--- START MATERIAL FOR THIS EXERCISE ---

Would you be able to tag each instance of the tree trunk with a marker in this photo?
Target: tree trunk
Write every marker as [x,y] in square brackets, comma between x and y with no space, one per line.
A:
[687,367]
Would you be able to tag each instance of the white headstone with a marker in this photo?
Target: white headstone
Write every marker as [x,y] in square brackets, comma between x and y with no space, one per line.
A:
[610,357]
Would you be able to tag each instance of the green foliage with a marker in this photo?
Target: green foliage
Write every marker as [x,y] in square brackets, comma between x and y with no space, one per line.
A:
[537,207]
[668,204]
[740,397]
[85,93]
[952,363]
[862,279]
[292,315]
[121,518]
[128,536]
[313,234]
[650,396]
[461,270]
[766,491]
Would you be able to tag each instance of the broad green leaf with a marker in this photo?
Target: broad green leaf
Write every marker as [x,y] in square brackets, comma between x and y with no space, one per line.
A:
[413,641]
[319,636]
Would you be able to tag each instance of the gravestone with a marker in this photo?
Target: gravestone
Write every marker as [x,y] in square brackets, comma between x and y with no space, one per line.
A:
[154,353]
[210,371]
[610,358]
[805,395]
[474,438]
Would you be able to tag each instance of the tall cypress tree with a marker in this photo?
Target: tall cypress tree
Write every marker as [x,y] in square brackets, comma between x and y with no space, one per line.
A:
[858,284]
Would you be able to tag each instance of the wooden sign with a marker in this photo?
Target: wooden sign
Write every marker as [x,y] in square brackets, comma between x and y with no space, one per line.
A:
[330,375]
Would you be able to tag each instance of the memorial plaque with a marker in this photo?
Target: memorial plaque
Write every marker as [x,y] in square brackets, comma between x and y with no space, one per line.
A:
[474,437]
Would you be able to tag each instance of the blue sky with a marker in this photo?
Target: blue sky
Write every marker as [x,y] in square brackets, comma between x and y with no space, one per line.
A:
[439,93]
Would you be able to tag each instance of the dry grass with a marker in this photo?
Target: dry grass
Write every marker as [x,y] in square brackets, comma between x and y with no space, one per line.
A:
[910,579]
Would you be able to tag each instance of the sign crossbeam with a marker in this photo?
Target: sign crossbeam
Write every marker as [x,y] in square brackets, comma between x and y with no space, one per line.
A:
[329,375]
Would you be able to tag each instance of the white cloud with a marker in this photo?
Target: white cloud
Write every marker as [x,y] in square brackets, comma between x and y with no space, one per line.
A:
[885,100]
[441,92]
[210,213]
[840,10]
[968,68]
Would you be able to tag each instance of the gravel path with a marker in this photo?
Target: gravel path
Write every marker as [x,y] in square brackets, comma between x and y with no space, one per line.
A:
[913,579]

--- END MATERIAL FOR THIS EXERCISE ---

> _STATED GOAL_:
Please retype all of the data above line for line, without changing a single character.

> _ANSWER TO THE TASK_:
Would you be able to tag each instance of the tree trunk with a marker in this photo?
Target: tree trunk
Write every marker as [x,y] in square brackets, comma between x and y with no space, one per line.
A:
[687,367]
Would you be able to tag each instance of the white headstone with a marker in this photo?
Target: white headstone
Write every marker as [x,y] in square brackets, comma between x and y with no space, one per line.
A:
[610,357]
Would you be able to tag each instance of the green foliage with a marker in this photo?
Target: green foliage
Write every marker as [x,y] in square brackets, comma between x and y with no space, one per line.
A:
[537,207]
[668,204]
[740,397]
[85,93]
[952,363]
[862,279]
[292,315]
[121,518]
[128,536]
[313,234]
[650,396]
[461,270]
[766,491]
Would you be able to tag each instance of the broad green leaf with a marker in this photo?
Target: broad green leaf
Write every marker as [x,y] in square brackets, comma between x and y with no space, one per line.
A:
[413,641]
[319,636]
Would you be able to tag each instance of the gravestone with a marker in this photo?
Target: gravestone
Write every marker as [x,y] in square brackets, comma between x and y with no space, one per line.
A:
[154,353]
[210,371]
[610,358]
[805,395]
[474,438]
Would you be able to tag each instance of the tall cypress tree with a marker in this photo?
Target: tall cypress tree
Write every marker as [x,y] in square brackets, comma between x and y with no space, one per line.
A:
[858,284]
Would you be able to tag each instance of the wooden sign with a marker in this photo?
Target: wooden sign
Write every marker as [x,y] in square brackets, comma between x and y with no space, one per line.
A:
[330,375]
Would you be able to tag each instance of the memorial plaque with a marker in this photo?
Target: memorial plaque
Write every marker as [x,y] in square brackets, comma between x and y with no space, one per line.
A:
[474,437]
Would you be able to tag each instance of the blue sky with a marker in this photo?
Target: blue sky
Write every marker as [x,y] in square brackets, comma between x and y with no space, one per line.
A:
[439,93]
Would you be able to tag each instance of the dry grass with a marker in this photo?
Target: dry grass
Write every marker as [x,y] in square brackets, comma between x and y with no space, one per line.
A:
[910,579]
Would you be able to tag each instance of the sign crossbeam with a marker in this photo?
Target: sign crossbeam
Write every marker as [x,y] in square brackets, comma between x and y with no space, one per line.
A:
[329,375]
Would you be able to tag each instance of the white cloud with a marker in this photo?
Target: white cloud
Write every marker as [x,y] in square brackets, comma between x and y with no space, one per line.
A:
[885,100]
[441,92]
[210,213]
[840,10]
[968,68]
Would you be able to tag each instance of the gravel path with a marker in this photo?
Target: gravel path
Write every marker as [x,y] in square brackets, comma between x and y with no space, one per line.
A:
[913,579]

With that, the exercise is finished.